→ Exercise details: Copy the rows below word for word, starting with the line containing "Reviewer note: see that each instance of the upper" and continuing through the end of the rows.

→ Data entries:
-=-=-=-=-

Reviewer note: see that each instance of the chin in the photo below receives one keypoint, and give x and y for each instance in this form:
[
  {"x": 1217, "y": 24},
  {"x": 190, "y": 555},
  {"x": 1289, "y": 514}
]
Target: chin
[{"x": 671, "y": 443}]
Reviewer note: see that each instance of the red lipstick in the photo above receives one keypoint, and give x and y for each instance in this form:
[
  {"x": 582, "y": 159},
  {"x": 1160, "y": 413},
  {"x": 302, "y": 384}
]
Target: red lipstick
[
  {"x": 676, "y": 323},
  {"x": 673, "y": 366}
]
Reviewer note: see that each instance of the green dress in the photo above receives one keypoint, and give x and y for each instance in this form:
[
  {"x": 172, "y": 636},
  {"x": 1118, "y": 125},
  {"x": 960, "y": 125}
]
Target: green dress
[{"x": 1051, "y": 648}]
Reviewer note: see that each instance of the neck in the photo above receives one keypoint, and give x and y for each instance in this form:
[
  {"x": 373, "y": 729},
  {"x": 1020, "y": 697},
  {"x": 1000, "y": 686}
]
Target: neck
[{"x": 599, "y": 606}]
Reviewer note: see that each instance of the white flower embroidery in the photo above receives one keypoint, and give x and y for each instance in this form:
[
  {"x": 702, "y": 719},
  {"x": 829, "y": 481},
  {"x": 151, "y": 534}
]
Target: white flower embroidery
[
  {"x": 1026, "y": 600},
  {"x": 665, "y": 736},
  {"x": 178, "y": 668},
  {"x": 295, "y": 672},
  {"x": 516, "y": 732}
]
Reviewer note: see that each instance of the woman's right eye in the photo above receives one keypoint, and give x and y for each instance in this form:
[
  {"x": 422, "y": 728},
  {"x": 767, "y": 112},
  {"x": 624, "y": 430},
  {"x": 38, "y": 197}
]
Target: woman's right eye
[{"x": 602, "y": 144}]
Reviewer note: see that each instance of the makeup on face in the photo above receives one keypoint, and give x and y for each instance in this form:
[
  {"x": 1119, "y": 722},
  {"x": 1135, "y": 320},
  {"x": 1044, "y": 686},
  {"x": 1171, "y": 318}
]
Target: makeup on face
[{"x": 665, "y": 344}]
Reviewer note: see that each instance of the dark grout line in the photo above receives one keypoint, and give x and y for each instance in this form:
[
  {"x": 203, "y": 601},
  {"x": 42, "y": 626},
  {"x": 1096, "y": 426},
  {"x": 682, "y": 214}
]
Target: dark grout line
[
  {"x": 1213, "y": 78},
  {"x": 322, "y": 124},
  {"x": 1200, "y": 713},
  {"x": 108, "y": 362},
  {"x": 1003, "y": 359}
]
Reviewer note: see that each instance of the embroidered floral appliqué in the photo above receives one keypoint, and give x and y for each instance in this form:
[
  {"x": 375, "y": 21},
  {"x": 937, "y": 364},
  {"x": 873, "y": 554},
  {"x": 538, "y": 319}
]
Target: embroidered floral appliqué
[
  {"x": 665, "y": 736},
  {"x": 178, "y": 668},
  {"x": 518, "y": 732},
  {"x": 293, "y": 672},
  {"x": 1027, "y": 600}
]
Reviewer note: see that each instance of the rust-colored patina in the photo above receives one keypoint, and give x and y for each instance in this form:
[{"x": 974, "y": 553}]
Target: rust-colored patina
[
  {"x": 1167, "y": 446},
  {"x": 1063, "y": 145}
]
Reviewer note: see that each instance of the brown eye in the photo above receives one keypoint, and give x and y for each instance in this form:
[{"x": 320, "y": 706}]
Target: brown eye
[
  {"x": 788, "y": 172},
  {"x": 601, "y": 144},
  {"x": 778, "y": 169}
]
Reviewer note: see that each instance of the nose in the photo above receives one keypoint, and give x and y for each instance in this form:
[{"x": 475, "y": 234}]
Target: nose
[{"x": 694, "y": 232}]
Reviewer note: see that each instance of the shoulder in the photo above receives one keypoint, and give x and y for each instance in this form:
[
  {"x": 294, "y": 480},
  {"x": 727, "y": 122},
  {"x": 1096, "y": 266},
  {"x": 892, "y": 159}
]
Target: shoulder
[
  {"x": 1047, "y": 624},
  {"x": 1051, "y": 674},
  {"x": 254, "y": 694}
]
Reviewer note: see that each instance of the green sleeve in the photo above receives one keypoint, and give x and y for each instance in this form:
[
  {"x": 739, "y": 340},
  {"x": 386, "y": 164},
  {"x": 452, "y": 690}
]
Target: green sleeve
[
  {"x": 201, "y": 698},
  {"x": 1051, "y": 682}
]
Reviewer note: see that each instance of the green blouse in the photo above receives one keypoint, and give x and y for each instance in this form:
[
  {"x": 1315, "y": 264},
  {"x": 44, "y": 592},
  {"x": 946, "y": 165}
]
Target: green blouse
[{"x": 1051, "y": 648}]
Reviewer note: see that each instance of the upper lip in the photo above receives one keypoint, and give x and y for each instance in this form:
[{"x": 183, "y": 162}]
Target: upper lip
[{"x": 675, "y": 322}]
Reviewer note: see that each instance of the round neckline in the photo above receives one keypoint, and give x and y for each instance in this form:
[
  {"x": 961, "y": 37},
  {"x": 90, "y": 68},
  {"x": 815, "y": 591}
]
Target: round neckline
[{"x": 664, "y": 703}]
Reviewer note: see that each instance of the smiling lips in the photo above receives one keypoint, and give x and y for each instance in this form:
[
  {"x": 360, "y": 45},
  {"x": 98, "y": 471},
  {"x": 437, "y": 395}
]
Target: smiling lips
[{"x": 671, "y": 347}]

-=-=-=-=-

→ Answer for this exercise:
Reviewer note: see that each instance of the upper lip in the photo above receives one keypoint, and give x and y for each instance in this form:
[{"x": 183, "y": 162}]
Target: upper lip
[{"x": 675, "y": 322}]
Reviewer note: see that each instance of the round neckline in the photo above receives one keypoint, and give x and y for each instance in this form:
[
  {"x": 961, "y": 37},
  {"x": 90, "y": 68},
  {"x": 815, "y": 591}
]
Target: round neckline
[{"x": 664, "y": 703}]
Reviewer note: see that each instance of the smiling lips in the photo above receives one keypoint, and give x and y for each instance in this form:
[
  {"x": 360, "y": 45},
  {"x": 98, "y": 471},
  {"x": 437, "y": 395}
]
Target: smiling lips
[{"x": 671, "y": 347}]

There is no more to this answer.